TASK TO CARRY OUT —
All of the data below should be returned exactly.

***** MATERIALS PROVIDED *****

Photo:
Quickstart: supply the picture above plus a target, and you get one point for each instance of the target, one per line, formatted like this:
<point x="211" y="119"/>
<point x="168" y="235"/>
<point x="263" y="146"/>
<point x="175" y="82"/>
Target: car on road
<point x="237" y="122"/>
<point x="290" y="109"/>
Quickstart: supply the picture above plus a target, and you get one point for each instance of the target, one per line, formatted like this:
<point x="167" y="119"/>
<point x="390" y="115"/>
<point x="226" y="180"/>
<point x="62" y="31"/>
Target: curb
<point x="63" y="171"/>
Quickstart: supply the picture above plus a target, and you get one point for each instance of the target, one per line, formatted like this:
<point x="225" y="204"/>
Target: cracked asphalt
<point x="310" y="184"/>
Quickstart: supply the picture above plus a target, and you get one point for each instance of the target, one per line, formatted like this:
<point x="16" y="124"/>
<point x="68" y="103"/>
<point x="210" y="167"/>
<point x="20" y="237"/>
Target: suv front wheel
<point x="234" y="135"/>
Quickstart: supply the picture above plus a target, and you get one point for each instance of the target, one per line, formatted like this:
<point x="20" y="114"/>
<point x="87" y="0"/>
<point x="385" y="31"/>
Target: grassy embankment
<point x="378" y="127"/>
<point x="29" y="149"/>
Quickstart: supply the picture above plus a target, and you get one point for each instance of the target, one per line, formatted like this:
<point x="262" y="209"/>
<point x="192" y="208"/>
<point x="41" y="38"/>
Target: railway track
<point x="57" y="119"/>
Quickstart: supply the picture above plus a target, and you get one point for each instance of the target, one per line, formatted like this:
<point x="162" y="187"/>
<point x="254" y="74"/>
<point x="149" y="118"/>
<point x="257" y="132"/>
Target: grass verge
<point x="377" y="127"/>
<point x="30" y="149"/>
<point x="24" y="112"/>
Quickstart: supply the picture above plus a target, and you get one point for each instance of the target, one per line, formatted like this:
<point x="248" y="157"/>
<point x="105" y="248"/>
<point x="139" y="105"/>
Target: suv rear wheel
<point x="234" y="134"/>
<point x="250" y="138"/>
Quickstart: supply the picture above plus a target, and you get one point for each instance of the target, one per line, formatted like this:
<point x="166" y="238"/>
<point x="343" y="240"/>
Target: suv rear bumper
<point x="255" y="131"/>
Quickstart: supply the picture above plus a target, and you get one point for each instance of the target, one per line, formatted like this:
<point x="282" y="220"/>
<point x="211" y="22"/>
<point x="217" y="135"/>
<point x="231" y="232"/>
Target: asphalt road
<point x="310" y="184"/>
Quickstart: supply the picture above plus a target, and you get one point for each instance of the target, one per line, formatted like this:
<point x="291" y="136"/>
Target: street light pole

*****

ANSWER SPACE —
Photo:
Quickstart: supply the picture above plus a target, and you get one point for each instance of the target, one per line, formatted like this:
<point x="211" y="119"/>
<point x="168" y="235"/>
<point x="263" y="146"/>
<point x="175" y="82"/>
Target: car on road
<point x="237" y="122"/>
<point x="290" y="109"/>
Quickstart: supply the picture above plus a target, and you get one point for each instance of the target, one per line, formatted like this:
<point x="167" y="119"/>
<point x="390" y="115"/>
<point x="226" y="180"/>
<point x="62" y="31"/>
Target: curb
<point x="63" y="171"/>
Quickstart: supply the picture above plus a target, and you get one point for each instance of the target, one per line, formatted like this:
<point x="225" y="204"/>
Target: cracked asphalt
<point x="310" y="184"/>
Quickstart: supply the picture above plus a target, and you get one point for each instance of the target, one per line, formatted like this:
<point x="16" y="124"/>
<point x="68" y="103"/>
<point x="210" y="167"/>
<point x="20" y="237"/>
Target: suv front wheel
<point x="234" y="135"/>
Quickstart: supply the picture above plus a target, and you get one point for each instance of the target, one per line, formatted like this:
<point x="20" y="114"/>
<point x="87" y="0"/>
<point x="385" y="31"/>
Target: grassy embankment
<point x="378" y="127"/>
<point x="29" y="149"/>
Quickstart: supply the picture above plus a target, and you get one point for each instance of the target, one per line, formatted like this:
<point x="262" y="209"/>
<point x="192" y="208"/>
<point x="41" y="38"/>
Target: railway track
<point x="57" y="119"/>
Quickstart: supply the picture above plus a target, and you get one point for each instance of the target, one per line, formatted like this:
<point x="162" y="187"/>
<point x="254" y="74"/>
<point x="149" y="118"/>
<point x="257" y="132"/>
Target: grass verge
<point x="377" y="127"/>
<point x="30" y="149"/>
<point x="24" y="112"/>
Quickstart: supply the picture above plus a target, and you get one point for each instance of the target, one per line, formatted like this:
<point x="248" y="157"/>
<point x="105" y="248"/>
<point x="139" y="105"/>
Target: suv rear wheel
<point x="234" y="134"/>
<point x="250" y="138"/>
Quickstart: supply the picture above plus a target, and you get one point for each instance of the target, one per line, formatted like this:
<point x="166" y="238"/>
<point x="343" y="240"/>
Target: suv rear bumper
<point x="255" y="131"/>
Quickstart: supply the picture above plus a target, and you get one point for each instance of the target, one per line, formatted like this:
<point x="282" y="220"/>
<point x="211" y="22"/>
<point x="217" y="135"/>
<point x="231" y="232"/>
Target: asphalt road
<point x="310" y="184"/>
Quickstart: supply the picture above plus a target, and you get one point for each instance of the target, one per line, formatted like this:
<point x="291" y="136"/>
Target: street light pole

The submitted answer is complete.